▶ _TASK_: Starting at the line that holds "Indicate the motor", reproduce each line exactly up to and including the last line of the records below. Pictures stay out.

Image-grounded pointing data:
Start of Block
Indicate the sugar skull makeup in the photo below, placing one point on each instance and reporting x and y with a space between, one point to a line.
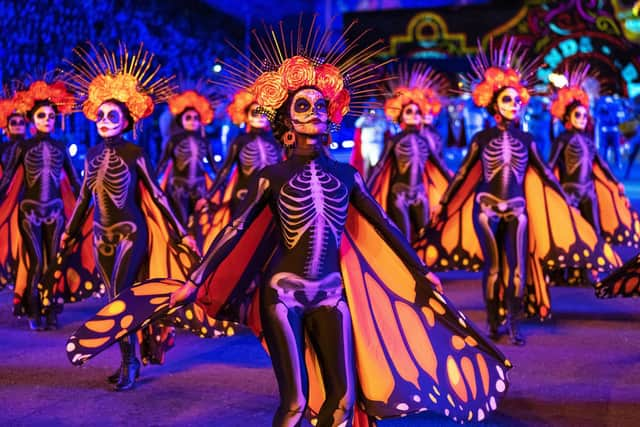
255 119
579 117
110 120
190 120
308 112
411 115
44 118
509 104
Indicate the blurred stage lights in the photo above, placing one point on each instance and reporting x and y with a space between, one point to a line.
558 80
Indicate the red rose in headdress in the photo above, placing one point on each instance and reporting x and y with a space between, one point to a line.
297 72
269 90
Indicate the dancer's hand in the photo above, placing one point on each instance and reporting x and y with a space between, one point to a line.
184 293
435 281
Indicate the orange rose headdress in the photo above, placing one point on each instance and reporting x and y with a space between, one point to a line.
419 85
571 93
286 62
127 77
197 95
47 88
505 66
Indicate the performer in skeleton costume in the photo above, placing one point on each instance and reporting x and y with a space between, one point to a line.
38 185
185 179
247 155
504 207
434 95
410 178
249 152
584 175
136 234
312 226
14 125
371 132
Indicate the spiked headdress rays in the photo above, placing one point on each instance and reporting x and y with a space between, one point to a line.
418 84
47 87
198 95
572 93
286 61
504 66
128 77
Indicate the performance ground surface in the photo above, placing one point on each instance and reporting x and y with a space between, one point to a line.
582 368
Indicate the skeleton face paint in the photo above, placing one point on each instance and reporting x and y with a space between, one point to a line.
190 121
578 118
509 104
428 117
255 119
308 112
17 125
45 119
110 120
411 115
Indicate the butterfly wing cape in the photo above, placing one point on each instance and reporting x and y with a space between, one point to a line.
618 220
414 350
558 237
70 280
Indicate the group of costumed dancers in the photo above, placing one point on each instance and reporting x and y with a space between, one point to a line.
332 270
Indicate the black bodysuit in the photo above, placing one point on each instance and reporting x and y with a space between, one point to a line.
309 196
501 218
574 154
250 153
113 170
41 216
186 183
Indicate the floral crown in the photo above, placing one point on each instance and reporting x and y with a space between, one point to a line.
237 109
198 95
55 92
506 66
129 78
418 85
572 92
287 62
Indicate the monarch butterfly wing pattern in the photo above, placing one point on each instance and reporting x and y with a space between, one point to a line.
453 244
618 220
74 276
11 241
131 310
623 282
414 351
559 238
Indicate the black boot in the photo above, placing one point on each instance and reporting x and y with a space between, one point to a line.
513 319
130 365
51 320
35 323
493 318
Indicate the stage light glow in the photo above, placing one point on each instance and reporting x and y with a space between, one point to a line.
558 80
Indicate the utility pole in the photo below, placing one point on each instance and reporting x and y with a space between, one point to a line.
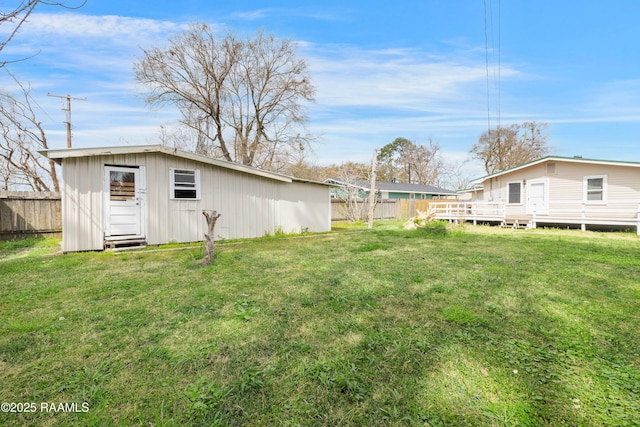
68 113
372 189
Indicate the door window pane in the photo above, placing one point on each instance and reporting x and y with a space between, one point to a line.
122 186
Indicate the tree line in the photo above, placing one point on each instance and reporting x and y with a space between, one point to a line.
243 100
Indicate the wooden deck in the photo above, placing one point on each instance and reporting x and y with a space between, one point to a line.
620 214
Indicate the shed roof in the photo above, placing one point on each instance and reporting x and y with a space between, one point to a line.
59 155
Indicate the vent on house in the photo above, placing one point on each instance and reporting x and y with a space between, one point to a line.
551 168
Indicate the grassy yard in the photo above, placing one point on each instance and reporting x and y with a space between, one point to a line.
465 327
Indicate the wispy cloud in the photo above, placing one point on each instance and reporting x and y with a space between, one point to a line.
80 26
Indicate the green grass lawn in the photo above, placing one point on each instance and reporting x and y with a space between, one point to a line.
472 327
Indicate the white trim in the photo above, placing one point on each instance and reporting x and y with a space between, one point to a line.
519 202
172 183
140 200
585 189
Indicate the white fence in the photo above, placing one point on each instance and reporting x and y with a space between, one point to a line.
569 212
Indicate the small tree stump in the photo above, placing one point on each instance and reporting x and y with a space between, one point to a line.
212 217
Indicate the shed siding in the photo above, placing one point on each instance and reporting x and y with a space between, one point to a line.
251 205
82 218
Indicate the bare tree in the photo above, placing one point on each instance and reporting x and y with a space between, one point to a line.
242 98
13 17
404 161
505 147
21 136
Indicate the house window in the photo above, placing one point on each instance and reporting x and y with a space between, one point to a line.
515 193
185 184
595 188
551 168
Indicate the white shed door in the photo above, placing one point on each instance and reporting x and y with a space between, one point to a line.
124 201
537 197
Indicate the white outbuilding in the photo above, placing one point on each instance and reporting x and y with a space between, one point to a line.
152 194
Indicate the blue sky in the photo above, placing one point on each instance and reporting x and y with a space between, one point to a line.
416 69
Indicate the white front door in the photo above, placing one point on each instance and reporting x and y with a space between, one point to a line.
538 197
124 202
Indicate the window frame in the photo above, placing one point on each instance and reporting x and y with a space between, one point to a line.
173 186
586 191
520 184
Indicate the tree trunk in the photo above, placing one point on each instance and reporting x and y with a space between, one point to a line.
212 217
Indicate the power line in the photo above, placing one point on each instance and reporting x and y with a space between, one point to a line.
496 72
68 111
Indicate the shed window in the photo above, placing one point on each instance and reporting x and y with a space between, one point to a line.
185 184
595 188
515 193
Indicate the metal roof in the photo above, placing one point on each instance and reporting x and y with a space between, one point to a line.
575 159
60 155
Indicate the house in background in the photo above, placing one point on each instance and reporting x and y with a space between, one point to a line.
390 190
555 191
153 194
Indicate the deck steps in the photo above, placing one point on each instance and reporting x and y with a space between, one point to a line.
124 244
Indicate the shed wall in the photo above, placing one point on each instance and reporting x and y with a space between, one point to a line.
250 205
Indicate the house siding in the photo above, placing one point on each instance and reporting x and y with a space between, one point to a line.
250 205
566 190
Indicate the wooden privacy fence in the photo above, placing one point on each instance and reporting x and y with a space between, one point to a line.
385 209
25 213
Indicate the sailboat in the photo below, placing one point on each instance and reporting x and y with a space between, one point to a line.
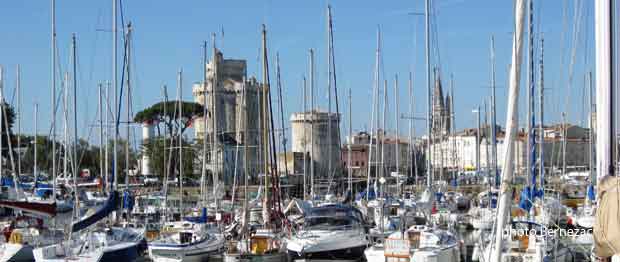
86 240
333 232
187 240
509 240
260 241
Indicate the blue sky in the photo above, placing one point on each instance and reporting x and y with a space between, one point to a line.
168 36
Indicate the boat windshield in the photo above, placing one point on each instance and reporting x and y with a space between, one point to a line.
328 222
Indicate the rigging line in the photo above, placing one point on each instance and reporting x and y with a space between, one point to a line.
574 44
562 48
120 99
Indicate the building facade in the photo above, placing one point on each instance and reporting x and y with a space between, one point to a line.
317 134
227 93
458 152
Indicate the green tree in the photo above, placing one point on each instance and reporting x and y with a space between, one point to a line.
8 118
120 155
162 154
166 115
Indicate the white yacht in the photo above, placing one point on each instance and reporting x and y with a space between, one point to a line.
423 243
331 232
185 241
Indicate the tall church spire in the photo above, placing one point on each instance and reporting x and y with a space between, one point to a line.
438 108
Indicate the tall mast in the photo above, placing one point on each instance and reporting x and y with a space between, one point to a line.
180 105
384 126
128 101
350 169
115 86
107 134
541 122
203 176
100 109
396 112
493 120
75 136
19 118
265 117
452 117
530 97
312 157
429 168
214 155
412 155
65 140
245 157
36 133
281 112
486 145
592 133
305 187
1 121
375 111
329 97
53 98
511 131
605 93
478 137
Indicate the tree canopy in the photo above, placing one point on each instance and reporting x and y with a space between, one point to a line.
168 114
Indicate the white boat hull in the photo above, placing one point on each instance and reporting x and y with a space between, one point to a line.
16 252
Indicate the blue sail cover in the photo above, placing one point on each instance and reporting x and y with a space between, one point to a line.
201 219
128 200
526 199
591 193
362 195
105 210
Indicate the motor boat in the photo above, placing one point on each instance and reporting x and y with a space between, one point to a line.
330 232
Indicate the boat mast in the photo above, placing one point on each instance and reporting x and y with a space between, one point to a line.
19 118
203 191
75 138
373 127
1 123
493 118
279 83
265 126
396 112
531 153
128 101
350 169
412 154
605 93
180 105
305 186
65 111
53 40
429 168
245 157
478 139
36 132
591 134
100 109
383 169
541 129
511 131
486 145
116 105
312 157
107 133
214 154
329 99
452 126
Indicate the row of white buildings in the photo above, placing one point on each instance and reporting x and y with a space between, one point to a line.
458 152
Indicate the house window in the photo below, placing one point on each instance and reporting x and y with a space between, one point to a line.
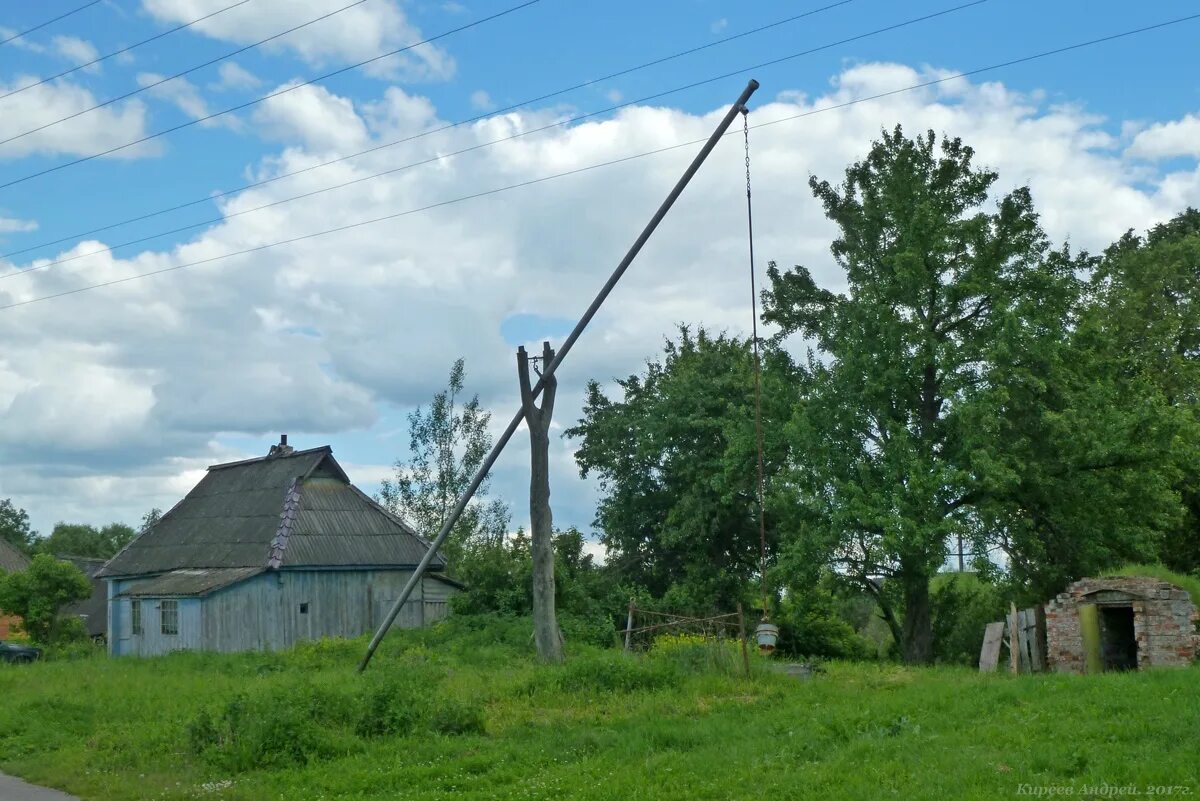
End of Block
▶ _YOUR RESPONSE_:
Indicate the motor boat in the photo above, placing one point on each instance and reporting x and y with a space between, one point to a line.
330 232
Indicate the boat mast in the photo above, placing one point on each instance and reporting x and y with a space between, one point to a line.
19 118
203 191
75 138
373 127
1 123
493 118
279 83
265 126
396 112
531 153
128 101
350 169
412 154
605 93
180 105
305 186
65 111
53 40
429 168
245 157
478 139
36 132
591 134
100 109
383 169
541 129
511 131
486 145
116 105
312 157
107 133
214 154
329 99
452 126
Indicate the row of white buildings in the photo above, placing one point on each instance and reporting x and y with a space between, one point to a line.
458 152
Indicate the house window in the photo below, placing one point on each instance and reporting x and y with a space between, one point to a line.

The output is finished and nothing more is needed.